● **CONSIGNES**
1. D'après le texte sur les voix et l'intelligence artificielle, quelles fonctions exerce Stephan Kalb ?
2. Recopiez le passage du texte sur les voix et l'intelligence artificielle qui va de « La Ligue des » à « nos voix !) », ces deux extrémités comprises.

━━ TEXTE DE L'EXERCICE ━━

La Ligue des Auteurs Pro a récemment réagi (lire notre article). Aujourd’hui, une trentaine d’organisations professionnelles liées à la culture à travers le monde lancent un cri d’alerte. Il créent  United Voice Artists (UVA) avec un slogan : DON’T STEEL OUR VOICES! (Ne volez pas nos voix !)

Stephan Kalb, comédien, producteur et membre fondateur de l’association Les Voix fait le point dans cet entretien sur les dangers et sur les actions menées en matière d’IA.

Vous avez récemment déclaré : L’intelligence artificielle et ses enjeux c’est assez simple à comprendre. Imaginez une voiture qui fonce dans une agglomération, sans signalisations, ni code de la route. Ce qu’on souhaite n’est pas de supprimer les voitures, mais simplement un code et des règles. C’est comme dans un western en fait. Pouvez-vous nous en dire plus sur ce cri d’alerte ?

━━━
━━ DONNÉES RECUEILLIES ━━

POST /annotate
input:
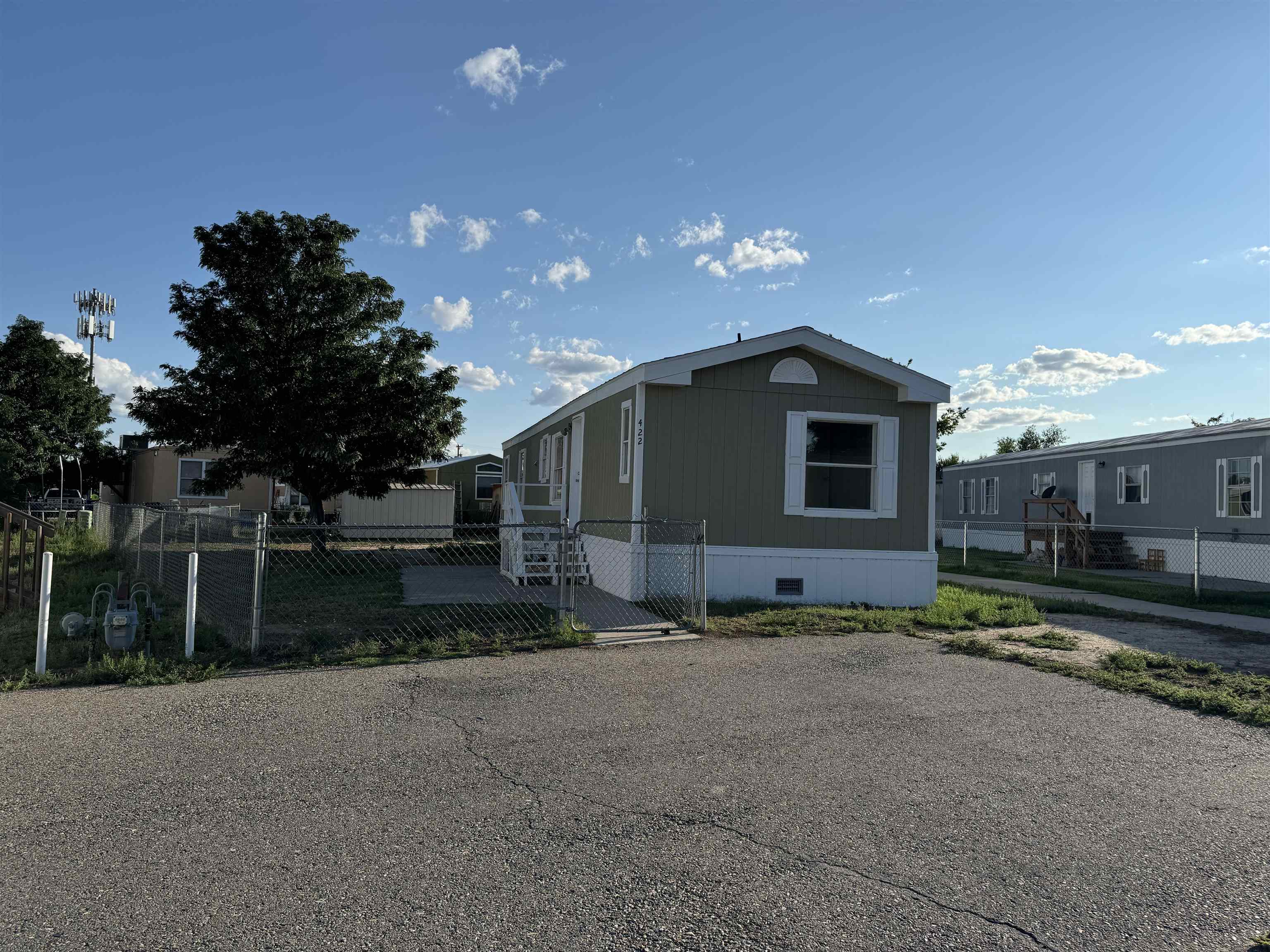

━━━

● **RÉPONSES NUMÉROTÉES**
1. Il est comédien, producteur et membre fondateur de l'association Les Voix.

2.
La Ligue des Auteurs Pro a récemment réagi (lire notre article). Aujourd’hui, une trentaine d’organisations professionnelles liées à la culture à travers le monde lancent un cri d’alerte. Il créent  United Voice Artists (UVA) avec un slogan : DON’T STEEL OUR VOICES! (Ne volez pas nos voix !)